EXERCISE =
The full set of entries below must be returned exactly as shown.

:::::

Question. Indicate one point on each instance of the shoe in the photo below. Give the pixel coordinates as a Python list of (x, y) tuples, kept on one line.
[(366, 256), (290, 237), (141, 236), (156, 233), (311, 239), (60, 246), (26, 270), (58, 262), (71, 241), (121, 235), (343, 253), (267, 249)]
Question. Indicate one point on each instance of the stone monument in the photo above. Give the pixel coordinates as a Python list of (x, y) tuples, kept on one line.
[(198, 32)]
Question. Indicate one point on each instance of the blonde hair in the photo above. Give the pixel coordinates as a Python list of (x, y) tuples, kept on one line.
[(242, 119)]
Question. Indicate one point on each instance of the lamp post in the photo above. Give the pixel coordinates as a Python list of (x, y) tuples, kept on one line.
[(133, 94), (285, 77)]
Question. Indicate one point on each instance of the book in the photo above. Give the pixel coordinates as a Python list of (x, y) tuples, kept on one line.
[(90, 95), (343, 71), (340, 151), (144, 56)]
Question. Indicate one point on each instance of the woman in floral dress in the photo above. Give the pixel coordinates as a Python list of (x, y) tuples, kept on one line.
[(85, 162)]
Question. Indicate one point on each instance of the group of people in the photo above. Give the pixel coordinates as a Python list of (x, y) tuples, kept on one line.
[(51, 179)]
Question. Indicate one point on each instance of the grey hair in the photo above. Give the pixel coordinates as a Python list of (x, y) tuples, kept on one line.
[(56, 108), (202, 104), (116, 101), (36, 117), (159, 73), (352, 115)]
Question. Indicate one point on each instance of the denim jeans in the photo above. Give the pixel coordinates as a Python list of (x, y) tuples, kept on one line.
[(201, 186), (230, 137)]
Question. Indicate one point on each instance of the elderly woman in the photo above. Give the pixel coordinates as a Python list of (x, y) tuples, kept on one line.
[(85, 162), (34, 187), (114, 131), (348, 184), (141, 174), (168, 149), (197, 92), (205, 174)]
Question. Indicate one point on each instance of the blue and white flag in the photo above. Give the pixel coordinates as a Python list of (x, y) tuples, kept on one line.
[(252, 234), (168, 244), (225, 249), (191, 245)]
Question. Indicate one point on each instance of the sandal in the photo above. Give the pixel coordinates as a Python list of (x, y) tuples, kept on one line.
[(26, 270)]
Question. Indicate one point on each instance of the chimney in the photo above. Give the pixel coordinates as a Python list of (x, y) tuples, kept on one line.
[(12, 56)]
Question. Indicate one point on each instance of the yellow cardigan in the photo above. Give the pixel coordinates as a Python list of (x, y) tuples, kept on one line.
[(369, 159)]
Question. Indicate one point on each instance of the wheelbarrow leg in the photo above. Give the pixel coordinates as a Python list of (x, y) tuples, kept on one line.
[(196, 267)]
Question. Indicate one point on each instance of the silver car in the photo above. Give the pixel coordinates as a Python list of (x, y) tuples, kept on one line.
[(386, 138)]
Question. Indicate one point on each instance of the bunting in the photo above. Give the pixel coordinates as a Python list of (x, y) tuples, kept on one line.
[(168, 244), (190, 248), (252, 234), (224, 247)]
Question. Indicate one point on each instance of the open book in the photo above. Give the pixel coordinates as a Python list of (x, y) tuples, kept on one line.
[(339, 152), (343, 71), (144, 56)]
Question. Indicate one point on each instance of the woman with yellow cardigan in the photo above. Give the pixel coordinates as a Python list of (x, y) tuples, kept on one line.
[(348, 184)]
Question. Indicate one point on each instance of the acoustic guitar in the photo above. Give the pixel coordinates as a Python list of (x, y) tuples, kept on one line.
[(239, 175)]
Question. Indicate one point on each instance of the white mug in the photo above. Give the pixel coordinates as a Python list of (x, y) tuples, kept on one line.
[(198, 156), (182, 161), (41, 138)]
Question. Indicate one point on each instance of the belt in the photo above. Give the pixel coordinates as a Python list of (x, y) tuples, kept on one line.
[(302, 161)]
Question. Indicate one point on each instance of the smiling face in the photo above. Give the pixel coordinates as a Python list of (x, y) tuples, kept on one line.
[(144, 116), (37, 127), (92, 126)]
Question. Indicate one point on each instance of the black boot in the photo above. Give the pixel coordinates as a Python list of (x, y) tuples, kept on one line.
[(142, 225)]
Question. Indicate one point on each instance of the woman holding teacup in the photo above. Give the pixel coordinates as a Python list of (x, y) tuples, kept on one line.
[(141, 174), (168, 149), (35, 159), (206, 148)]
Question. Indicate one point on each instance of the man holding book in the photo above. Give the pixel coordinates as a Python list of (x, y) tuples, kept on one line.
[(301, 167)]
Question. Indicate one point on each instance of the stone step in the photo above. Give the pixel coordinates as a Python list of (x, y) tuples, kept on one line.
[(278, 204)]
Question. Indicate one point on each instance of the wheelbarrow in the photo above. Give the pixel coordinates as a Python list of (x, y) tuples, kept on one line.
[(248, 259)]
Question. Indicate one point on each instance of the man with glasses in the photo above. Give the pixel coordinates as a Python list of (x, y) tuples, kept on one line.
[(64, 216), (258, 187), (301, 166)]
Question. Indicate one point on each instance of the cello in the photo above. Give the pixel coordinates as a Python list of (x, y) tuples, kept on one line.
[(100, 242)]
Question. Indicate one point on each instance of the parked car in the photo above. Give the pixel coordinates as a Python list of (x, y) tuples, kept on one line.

:::::

RESULT =
Question. Indicate one point on each instance of the shoe in the photo below. Give the pixel coordinates as a Python list of (x, y) tuples, kept on one line.
[(366, 256), (290, 237), (141, 236), (156, 233), (311, 239), (60, 246), (26, 270), (58, 262), (71, 241), (121, 235), (343, 253), (267, 249)]
Question. Indicate one point on each instance of the stone monument in the photo above. Give the pixel coordinates as a Python list of (x, y) tuples, kept on one line.
[(198, 32)]
Question. Indicate one point on each instance of the blonde hair in the photo above. Give the pixel coordinates as a Python list of (x, y) tuples, kept on one line.
[(242, 119)]
Question. Indicate one point on each instance of the lamp post in the photo above. Give the pixel coordinates as a Python list of (x, y) tuples, kept on one line.
[(133, 94), (285, 77)]
Question. Indicate one point on each instance of the book in the photo above. Give the pixel coordinates as a Python list of (x, y) tuples, kept on one line.
[(90, 95), (343, 71), (340, 151), (144, 56)]
Question. Indicate one point on each instance of the woman in floral dress in the photo above. Give the pixel coordinates as a Python list of (x, y) tuples, kept on one line.
[(85, 162)]
Question. Indicate one point on each instance of the group of people in the photo above. Give the pixel coordinates as a Python list of (x, y) tuples, kept on one line.
[(51, 179)]
Question. Indicate one point on each instance of the grey hair in the photo above. Give the pixel coordinates as a Python list of (x, y) tuples, kept on one line.
[(56, 108), (202, 104), (116, 101), (36, 117), (159, 73), (352, 115)]
Question. Indicate one point on each instance of the denim jeans in the photo above. Give the pixel coordinates as a Python list of (x, y) tuples, kept on one line.
[(201, 186), (230, 137)]
Question. Indicate one point on each instance of the elderly woman in the photo above. Give the pixel coordinates as a Python list of (x, y) tuples, kept on one line.
[(85, 162), (34, 187), (114, 131), (348, 184), (141, 174), (168, 149), (197, 92), (205, 174)]
Question. Indicate one point on each instance of the blue and white flag in the photo above. Give the pixel coordinates as a Python list of (x, y) tuples, kept on one line.
[(252, 234), (168, 244), (225, 249), (191, 245)]
Question. Indicate one point on each instance of the sandal in the photo above. Give the pixel coordinates as a Python list of (x, y) tuples, kept on one line.
[(26, 270)]
Question. Indicate one point on each instance of the chimney in the photo above. Give the pixel coordinates as a Python list of (x, y) tuples, kept on one line.
[(12, 56)]
Question. Indicate one point on each instance of the yellow cardigan in the photo above. Give the pixel coordinates as a Python list of (x, y) tuples, kept on one line.
[(369, 159)]
Question. Indicate one point on each instance of the wheelbarrow leg in the photo above. Give the pixel coordinates as a Python list of (x, y) tuples, kept on one line.
[(196, 267)]
Question. Indicate one point on each instance of the silver car in the photo above. Give the pixel coordinates as a Python list of (x, y) tuples, kept on one line.
[(386, 138)]
Question. Indicate one point on each instance of the bunting in the photo above. Give the pixel coordinates as a Python list of (x, y) tuples, kept on one line.
[(168, 244), (190, 248), (252, 234), (224, 247)]
Question. Indicate one point on each instance of the open book in the photo above. Give the pixel coordinates as a Python list of (x, y) tuples, kept on one line.
[(339, 152), (343, 71), (144, 56)]
Question. Indicate one point on each instance of the woman with yellow cardigan in the photo above. Give the pixel coordinates as a Python list of (x, y) tuples, kept on one line.
[(348, 184)]
Question. Indicate one point on each instance of the acoustic guitar in the photo above. Give the pixel coordinates as a Python list of (x, y) tuples, kept on one line.
[(239, 175)]
Question. Indicate one point on each instance of the white mug in the photo above. Give the pixel coordinates as a Python list of (x, y) tuples, kept on one line.
[(198, 156), (182, 161), (41, 138)]
Question. Indicate one point on each instance of the belt in the photo above. Give the pixel coordinates as a Python list of (x, y) tuples, kept on one line.
[(302, 161)]
Question. Indicate one point on each instance of the smiling face in the photo above. Give the pixel coordinates as a Python list of (x, y) tuples, kept on one line.
[(144, 116), (37, 127), (92, 126)]
Question. Indicate one point on each instance of the black boot in the photo above. Give the pixel coordinates as a Python list of (x, y) tuples, kept on one line.
[(142, 225)]
Question. Indicate one point on each instance of the woman holding teacup in the photo above. Give the pixel coordinates as a Python list of (x, y) tuples, kept on one line.
[(141, 174), (168, 149), (35, 159), (206, 148)]
Question. Indicate one point on each instance of the man holding book in the photo above. Give the pixel coordinates as a Python list of (x, y) tuples, kept on one line.
[(301, 167)]
Question. Indicate one point on each instance of the stone step in the photo above. Give the pixel coordinates as a Python list of (x, y) tuples, kept on one line.
[(278, 204)]
Question. Indicate one point on each instance of the wheelbarrow in the photo above. Give the pixel coordinates as a Python list of (x, y) tuples, kept on one line.
[(248, 259)]
Question. Indicate one point on each instance of the man with glasses in the photo above. Give the pixel coordinates as a Python list of (x, y) tuples, kept on one line.
[(64, 216), (258, 187), (301, 166)]
Question. Indicate one point on each instance of the cello in the photo above. Give the pixel coordinates as a Python list of (x, y) tuples, kept on one line.
[(100, 242)]
Question. Indicate one point on each instance of the parked car in the photo above. Give the pixel coordinates as a Python list of (x, y) tuples, kept on one line.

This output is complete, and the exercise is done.